WHAT THIS TASK INVOLVES » Could you write out the records below again, switching "tab character" to "comma" wherever it appears and leaving everything else unchanged?

LISTING »
'''

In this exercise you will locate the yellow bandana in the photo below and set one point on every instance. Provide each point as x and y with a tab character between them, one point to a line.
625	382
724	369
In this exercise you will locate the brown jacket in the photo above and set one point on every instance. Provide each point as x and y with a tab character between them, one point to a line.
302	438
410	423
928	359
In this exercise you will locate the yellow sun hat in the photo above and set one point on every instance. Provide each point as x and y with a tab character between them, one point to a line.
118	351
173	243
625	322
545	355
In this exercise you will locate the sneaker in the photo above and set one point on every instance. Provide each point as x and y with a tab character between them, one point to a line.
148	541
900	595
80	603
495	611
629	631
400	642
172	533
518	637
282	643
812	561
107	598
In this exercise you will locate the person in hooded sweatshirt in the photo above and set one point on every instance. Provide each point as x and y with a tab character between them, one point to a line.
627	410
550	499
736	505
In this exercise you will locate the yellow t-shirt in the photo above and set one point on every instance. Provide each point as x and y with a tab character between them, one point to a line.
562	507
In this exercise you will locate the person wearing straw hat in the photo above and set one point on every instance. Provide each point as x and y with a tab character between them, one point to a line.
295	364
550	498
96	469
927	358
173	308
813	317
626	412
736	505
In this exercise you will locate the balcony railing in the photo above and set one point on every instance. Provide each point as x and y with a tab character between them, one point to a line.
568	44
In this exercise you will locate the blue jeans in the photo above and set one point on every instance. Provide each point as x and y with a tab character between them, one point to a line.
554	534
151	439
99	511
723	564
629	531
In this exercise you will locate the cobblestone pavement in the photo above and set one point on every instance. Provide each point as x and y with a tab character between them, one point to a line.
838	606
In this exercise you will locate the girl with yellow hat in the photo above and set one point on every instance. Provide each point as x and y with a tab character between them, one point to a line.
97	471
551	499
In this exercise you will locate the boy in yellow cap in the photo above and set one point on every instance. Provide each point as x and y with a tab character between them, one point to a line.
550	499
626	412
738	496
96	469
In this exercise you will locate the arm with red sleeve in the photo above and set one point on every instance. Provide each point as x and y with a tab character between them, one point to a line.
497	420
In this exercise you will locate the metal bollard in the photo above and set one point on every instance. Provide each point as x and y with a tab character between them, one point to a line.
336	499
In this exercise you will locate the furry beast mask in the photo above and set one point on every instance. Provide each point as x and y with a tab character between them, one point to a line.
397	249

'''

RESPONSE TO THIS EXERCISE »
In this exercise you will locate the yellow bandana in the photo below and set one point on every instance. Provide each point as x and y with a comma between them, one point to a line.
625	382
724	369
In this exercise you will locate the brown jacket in the photo above and set one point on every instance. Provide each point as x and y with a comma between them, one point to a line.
302	438
410	423
928	359
In this exercise you will locate the yellow sun hat in the photo above and set one point on every instance. Provide each point as x and y with a comma between them, one point to a line.
118	351
173	243
625	322
545	355
In this exercise you will locate the sneaker in the photo above and set one point on every instance. Provide each point as x and y with a comma between them, one point to a line.
148	541
900	595
80	603
495	611
629	631
400	642
172	533
518	637
282	643
812	561
107	598
In this exercise you will locate the person in hooded sweatshirt in the photo above and set one point on every instance. Provide each point as x and y with a comma between them, one point to a line.
627	410
550	499
736	505
In this exercise you will locate the yellow t-shirt in the photo above and set one point on every instance. Provide each point as x and y with a comma between them, one point to a line.
562	507
In this exercise you will locate the person wearing straw hat in the photo above and set one point on every instance. Provide each point as x and y with a comma between them, one point to a line.
295	364
550	498
96	469
927	358
173	308
813	317
626	412
736	505
In this exercise you will locate the balcony railing in the photo above and set one point on every instance. Provide each point as x and y with a comma between them, one point to a line.
568	44
In this exercise you will locate the blue jeans in the photo above and set one point on every instance. Provide each point as x and y with a comma between them, one point to a line.
554	534
151	439
99	511
723	564
629	531
In this exercise you will locate the cobblestone pavement in the photo above and set one point on every instance. Provide each point as x and y with a comma between them, one point to a line.
838	606
In this exercise you will locate the girl with yellow hat in the photo above and set one point on every instance. Provide each point as x and y with a comma between them, one point to a line.
97	471
551	499
In this exercise you will locate the boy in yellow cap in the photo above and set one point on every instance. Provide each point as x and y with a comma between them, one point to a line.
550	499
626	412
738	496
96	469
In this exercise you will locate the arm with red sleeve in the photo above and set one point on every instance. Provide each point as x and y with a comma between them, one point to a line.
497	420
In this exercise you will locate the metal bollard in the photo above and set one point on every instance. Provide each point as x and y with a comma between them, one point to a line.
336	499
In this exercise you will locate the furry beast mask in the photo above and set one point on every instance. Provide each point as x and y with a comma between them, one point to a line.
397	249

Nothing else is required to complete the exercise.